Leave the pictures out and reproduce, exactly, the lines from the one with "neck in the photo above." through the end of the entries below.

* [Data supplied]
- - - -

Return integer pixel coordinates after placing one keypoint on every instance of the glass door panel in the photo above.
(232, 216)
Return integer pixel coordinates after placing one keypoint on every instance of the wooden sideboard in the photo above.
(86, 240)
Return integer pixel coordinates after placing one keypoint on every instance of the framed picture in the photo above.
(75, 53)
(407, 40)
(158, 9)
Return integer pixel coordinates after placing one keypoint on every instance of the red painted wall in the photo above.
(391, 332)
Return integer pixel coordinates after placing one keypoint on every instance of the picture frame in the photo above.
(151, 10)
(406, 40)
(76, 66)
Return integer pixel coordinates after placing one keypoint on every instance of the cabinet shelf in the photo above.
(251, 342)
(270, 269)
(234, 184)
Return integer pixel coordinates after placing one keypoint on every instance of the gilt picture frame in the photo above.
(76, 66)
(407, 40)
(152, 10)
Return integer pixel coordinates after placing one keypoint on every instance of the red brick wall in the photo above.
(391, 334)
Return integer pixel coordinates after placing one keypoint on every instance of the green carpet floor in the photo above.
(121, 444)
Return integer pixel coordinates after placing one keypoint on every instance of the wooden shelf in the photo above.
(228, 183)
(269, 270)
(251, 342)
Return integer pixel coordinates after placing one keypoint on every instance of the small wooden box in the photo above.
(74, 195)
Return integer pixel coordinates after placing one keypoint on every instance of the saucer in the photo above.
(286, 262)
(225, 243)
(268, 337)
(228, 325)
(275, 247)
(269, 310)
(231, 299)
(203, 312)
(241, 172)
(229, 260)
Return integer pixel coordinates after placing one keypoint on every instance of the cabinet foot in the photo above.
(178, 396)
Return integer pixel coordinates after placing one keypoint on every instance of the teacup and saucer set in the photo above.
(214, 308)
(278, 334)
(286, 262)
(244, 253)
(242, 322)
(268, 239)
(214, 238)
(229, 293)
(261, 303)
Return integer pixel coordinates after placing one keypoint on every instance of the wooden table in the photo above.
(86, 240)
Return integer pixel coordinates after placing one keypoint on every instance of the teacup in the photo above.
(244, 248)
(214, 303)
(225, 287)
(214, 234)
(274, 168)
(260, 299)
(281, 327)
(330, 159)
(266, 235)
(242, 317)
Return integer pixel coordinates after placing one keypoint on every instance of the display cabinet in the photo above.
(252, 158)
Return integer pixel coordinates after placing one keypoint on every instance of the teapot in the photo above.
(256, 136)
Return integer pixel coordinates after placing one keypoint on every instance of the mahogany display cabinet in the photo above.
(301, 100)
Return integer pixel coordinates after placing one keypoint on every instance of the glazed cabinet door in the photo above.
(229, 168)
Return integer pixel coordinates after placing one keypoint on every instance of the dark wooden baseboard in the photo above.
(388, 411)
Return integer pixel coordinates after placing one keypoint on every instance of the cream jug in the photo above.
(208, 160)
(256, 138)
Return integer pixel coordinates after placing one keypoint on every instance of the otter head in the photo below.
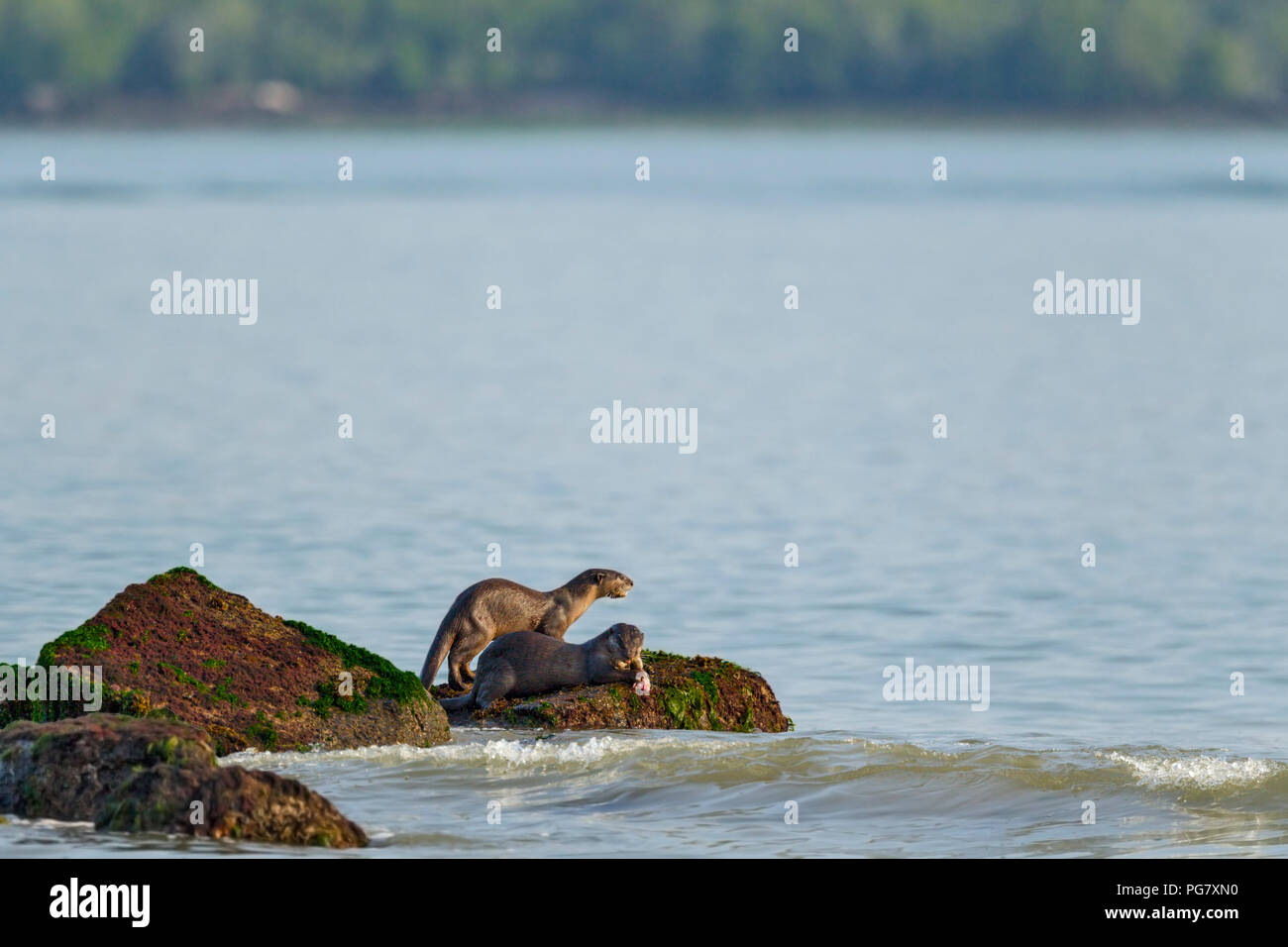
(625, 643)
(610, 582)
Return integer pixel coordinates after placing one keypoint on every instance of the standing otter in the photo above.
(524, 664)
(497, 607)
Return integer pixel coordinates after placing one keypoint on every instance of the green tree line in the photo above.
(1225, 54)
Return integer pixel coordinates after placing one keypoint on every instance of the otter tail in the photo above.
(436, 656)
(462, 702)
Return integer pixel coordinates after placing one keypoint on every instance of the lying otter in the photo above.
(498, 607)
(524, 664)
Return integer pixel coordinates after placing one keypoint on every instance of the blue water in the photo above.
(472, 425)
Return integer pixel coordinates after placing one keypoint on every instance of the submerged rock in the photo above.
(179, 646)
(692, 693)
(129, 775)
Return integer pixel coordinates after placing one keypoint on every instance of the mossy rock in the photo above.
(180, 644)
(692, 693)
(137, 775)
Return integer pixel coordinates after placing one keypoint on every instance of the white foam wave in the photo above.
(1202, 771)
(507, 753)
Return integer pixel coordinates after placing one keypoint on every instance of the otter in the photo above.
(524, 663)
(498, 607)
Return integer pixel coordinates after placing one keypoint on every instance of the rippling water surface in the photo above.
(472, 427)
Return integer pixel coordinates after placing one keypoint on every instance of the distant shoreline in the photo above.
(143, 114)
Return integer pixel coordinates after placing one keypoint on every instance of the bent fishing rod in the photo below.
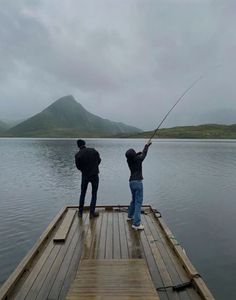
(179, 99)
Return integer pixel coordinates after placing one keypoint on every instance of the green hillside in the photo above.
(67, 118)
(3, 126)
(208, 131)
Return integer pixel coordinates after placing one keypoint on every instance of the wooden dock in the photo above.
(105, 259)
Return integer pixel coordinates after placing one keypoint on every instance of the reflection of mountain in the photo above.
(68, 118)
(208, 131)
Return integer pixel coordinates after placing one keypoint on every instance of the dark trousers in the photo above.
(94, 179)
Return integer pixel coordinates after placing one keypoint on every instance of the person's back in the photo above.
(87, 161)
(135, 161)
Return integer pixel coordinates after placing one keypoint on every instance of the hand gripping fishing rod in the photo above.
(179, 99)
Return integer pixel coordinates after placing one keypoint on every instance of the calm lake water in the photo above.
(192, 182)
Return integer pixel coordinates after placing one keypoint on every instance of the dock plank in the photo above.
(65, 226)
(134, 246)
(70, 263)
(101, 251)
(109, 237)
(116, 237)
(123, 239)
(166, 278)
(112, 278)
(96, 239)
(105, 245)
(174, 266)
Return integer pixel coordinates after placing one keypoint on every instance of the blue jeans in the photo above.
(134, 210)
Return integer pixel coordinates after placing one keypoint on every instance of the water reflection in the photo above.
(191, 182)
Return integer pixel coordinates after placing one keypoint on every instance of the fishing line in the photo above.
(179, 99)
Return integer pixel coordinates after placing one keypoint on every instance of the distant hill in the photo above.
(67, 118)
(207, 131)
(3, 126)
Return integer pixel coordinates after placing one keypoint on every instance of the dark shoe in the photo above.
(94, 215)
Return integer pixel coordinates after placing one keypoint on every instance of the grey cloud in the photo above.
(126, 60)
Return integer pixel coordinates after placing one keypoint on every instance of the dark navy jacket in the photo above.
(87, 161)
(134, 161)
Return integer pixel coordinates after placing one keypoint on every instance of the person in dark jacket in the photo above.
(87, 161)
(135, 161)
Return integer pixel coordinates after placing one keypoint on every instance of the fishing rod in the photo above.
(179, 99)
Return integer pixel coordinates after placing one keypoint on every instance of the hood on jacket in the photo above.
(130, 153)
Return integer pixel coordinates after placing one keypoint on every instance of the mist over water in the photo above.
(192, 183)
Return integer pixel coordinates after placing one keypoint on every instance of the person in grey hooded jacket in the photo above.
(135, 161)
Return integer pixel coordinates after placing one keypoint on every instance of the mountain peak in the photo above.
(67, 117)
(65, 100)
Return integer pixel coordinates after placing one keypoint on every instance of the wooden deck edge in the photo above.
(64, 228)
(197, 281)
(23, 265)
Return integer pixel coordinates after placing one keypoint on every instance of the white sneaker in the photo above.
(140, 227)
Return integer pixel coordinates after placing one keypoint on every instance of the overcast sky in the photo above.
(126, 60)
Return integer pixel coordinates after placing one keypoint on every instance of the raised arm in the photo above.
(143, 154)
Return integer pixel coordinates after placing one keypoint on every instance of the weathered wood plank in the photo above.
(161, 244)
(178, 273)
(154, 271)
(166, 278)
(65, 251)
(25, 263)
(65, 226)
(70, 263)
(96, 239)
(101, 252)
(109, 238)
(123, 238)
(116, 236)
(134, 246)
(114, 278)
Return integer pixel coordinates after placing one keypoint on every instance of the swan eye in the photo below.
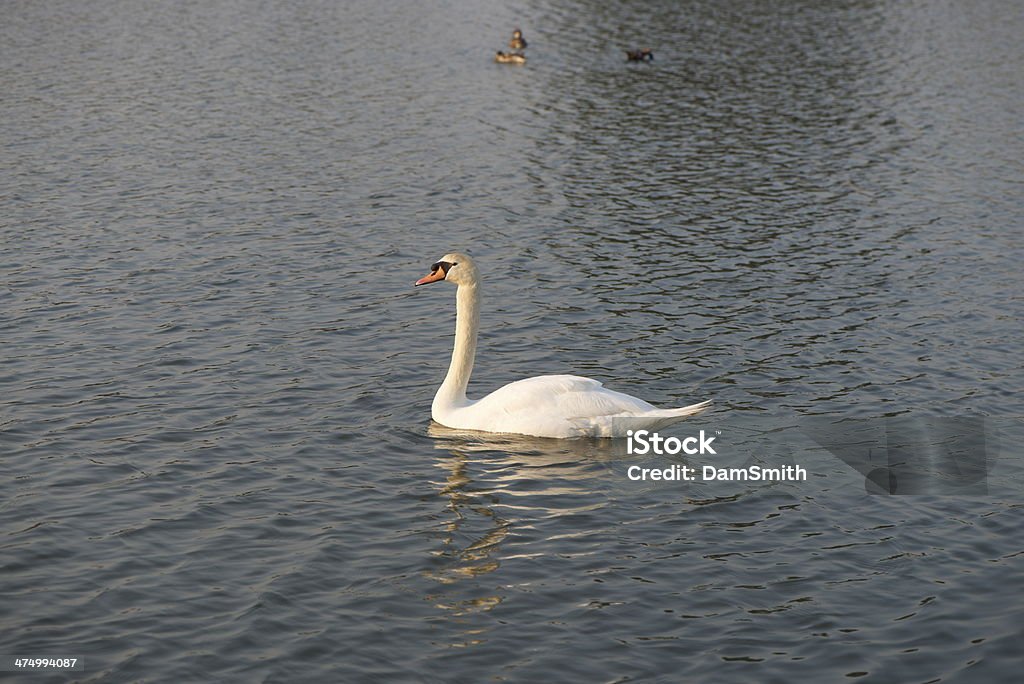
(442, 264)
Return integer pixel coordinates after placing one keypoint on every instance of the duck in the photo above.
(640, 55)
(510, 57)
(517, 42)
(561, 407)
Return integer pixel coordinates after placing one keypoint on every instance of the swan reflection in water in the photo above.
(541, 476)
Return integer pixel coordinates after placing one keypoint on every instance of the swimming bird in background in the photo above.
(517, 42)
(510, 57)
(551, 405)
(640, 55)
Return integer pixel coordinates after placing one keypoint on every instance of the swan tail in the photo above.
(620, 425)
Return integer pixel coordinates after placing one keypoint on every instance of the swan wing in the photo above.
(565, 405)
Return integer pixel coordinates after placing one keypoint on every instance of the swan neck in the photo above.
(467, 318)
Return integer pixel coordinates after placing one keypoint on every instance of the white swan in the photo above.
(551, 405)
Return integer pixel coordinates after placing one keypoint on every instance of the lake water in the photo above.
(217, 456)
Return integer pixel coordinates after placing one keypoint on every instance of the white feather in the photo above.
(554, 405)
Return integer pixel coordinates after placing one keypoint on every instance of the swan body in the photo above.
(553, 405)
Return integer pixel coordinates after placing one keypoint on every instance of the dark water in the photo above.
(216, 450)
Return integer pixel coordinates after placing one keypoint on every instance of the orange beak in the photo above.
(436, 274)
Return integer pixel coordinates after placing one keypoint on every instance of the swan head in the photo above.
(454, 267)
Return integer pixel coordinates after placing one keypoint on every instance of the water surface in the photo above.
(217, 455)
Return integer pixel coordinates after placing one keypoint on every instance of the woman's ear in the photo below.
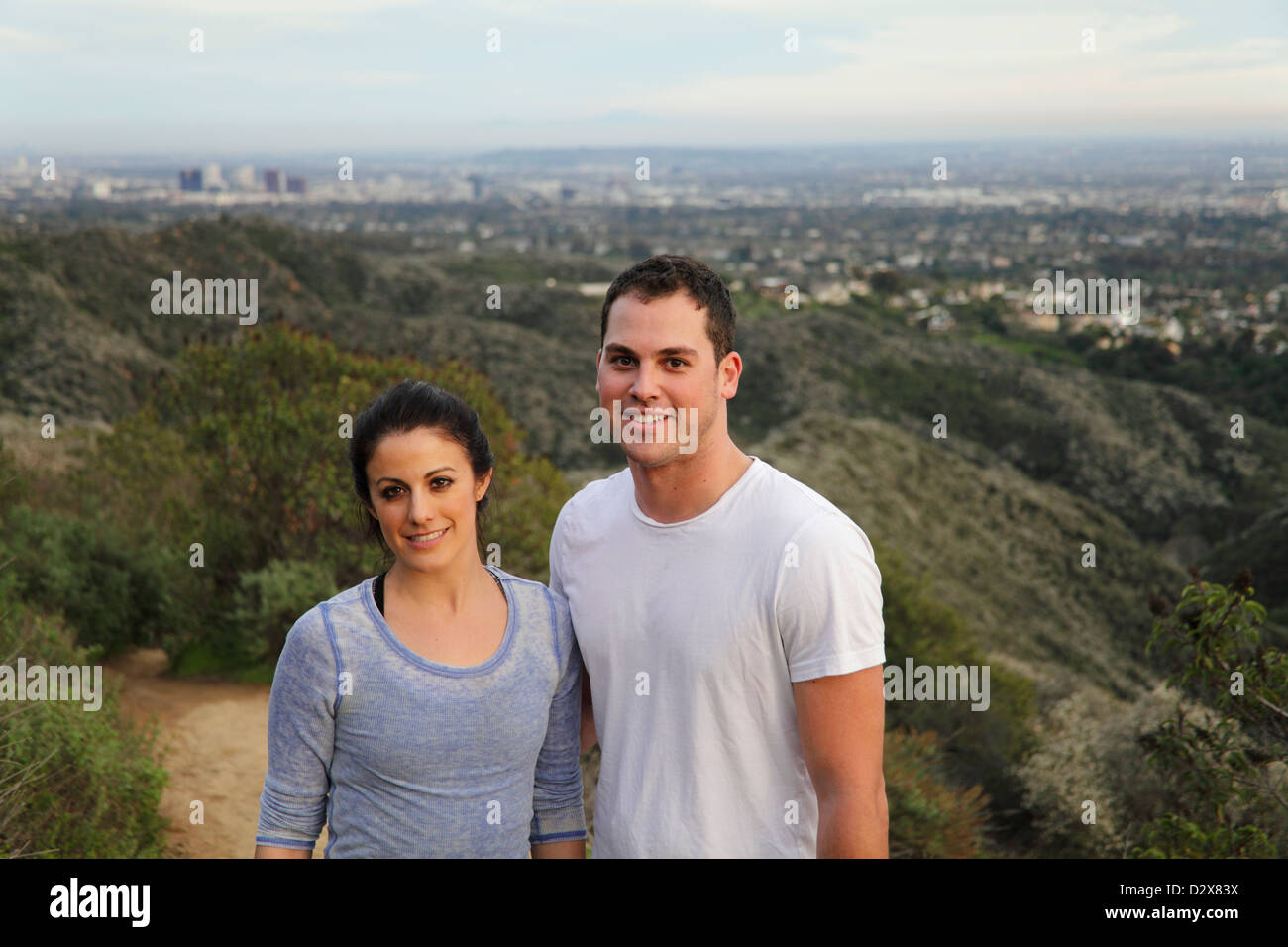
(482, 484)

- - - -

* [Exercise solution]
Return integer pixel coordinates after placing one keypoint on every instance of the swan neck in the photo above.
(467, 318)
Return integer pixel coordinates after placing one keypoint on every instance of the white swan in the photo above.
(551, 405)
Return integer pixel coordinates after placing one keypoint on every instance of the lake water in the photo above.
(217, 456)
Return integer pixel coordinates after placing one keypoint on every instance of the white feather in the photo above.
(554, 405)
Return integer pixel coordinates after placing one keypoint on every instance of the swan body in the photo above.
(553, 405)
Return integer pixel coordinates after placing one keypoint on every instance of the dark water in the photo above.
(216, 450)
Return integer pixel coordinates after placing one keypoint on every instance of the orange beak in the photo above.
(436, 274)
Return integer pixel coordinates after placing one keypoint on every instance of the swan head in the photo above.
(454, 267)
Return integer pixel coordinates after placing one keypoint on every instance of the water surface in the photo above.
(217, 455)
Return integer pixel coordinates after placing one keypoint on every instance of the woman's ear in the photo below.
(482, 484)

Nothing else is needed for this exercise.